REQUIRED TASK
Please count the lines of the data below that contain the string "door". Reply with the number alone.
[BEGIN THE RECORDS]
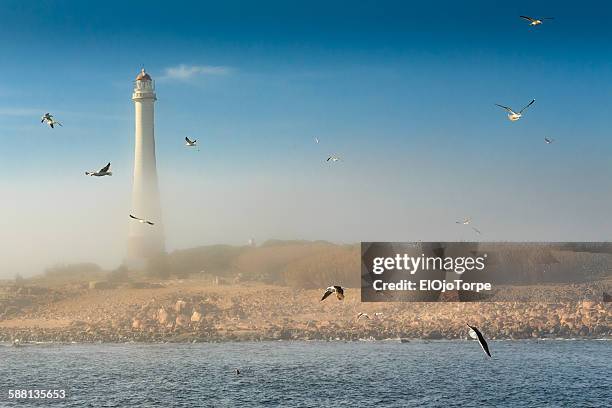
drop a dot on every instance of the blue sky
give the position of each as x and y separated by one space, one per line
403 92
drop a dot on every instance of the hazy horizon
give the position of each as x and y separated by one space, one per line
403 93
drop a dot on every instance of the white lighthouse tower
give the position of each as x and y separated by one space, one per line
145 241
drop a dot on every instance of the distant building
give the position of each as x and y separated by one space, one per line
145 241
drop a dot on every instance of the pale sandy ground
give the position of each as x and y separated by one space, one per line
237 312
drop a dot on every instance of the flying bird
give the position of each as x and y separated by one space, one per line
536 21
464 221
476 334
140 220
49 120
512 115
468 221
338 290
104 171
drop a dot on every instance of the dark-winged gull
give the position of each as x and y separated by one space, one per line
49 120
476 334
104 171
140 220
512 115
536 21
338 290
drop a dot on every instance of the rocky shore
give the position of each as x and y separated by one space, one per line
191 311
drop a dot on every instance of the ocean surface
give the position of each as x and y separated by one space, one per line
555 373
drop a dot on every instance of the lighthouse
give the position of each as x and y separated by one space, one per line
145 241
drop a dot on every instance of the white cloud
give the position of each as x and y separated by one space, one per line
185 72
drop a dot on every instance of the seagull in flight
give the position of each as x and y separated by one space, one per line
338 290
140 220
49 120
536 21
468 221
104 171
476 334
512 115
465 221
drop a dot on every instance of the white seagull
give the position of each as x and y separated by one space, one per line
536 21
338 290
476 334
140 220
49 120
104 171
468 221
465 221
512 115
[END THE RECORDS]
[BEGIN THE RECORDS]
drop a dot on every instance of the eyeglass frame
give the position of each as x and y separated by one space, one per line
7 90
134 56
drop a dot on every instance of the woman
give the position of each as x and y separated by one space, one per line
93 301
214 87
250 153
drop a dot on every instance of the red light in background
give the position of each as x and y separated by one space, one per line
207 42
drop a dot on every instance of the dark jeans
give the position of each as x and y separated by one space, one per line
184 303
[END THE RECORDS]
[BEGIN THE RECORDS]
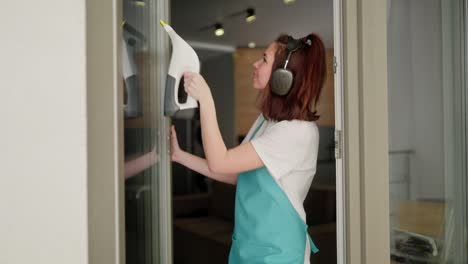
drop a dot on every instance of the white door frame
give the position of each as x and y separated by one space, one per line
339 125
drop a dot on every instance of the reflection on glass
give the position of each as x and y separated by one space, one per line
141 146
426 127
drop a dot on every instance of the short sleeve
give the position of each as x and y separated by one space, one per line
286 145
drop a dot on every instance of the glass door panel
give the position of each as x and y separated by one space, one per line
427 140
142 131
[END THE RECORDS]
RESULT BELOW
2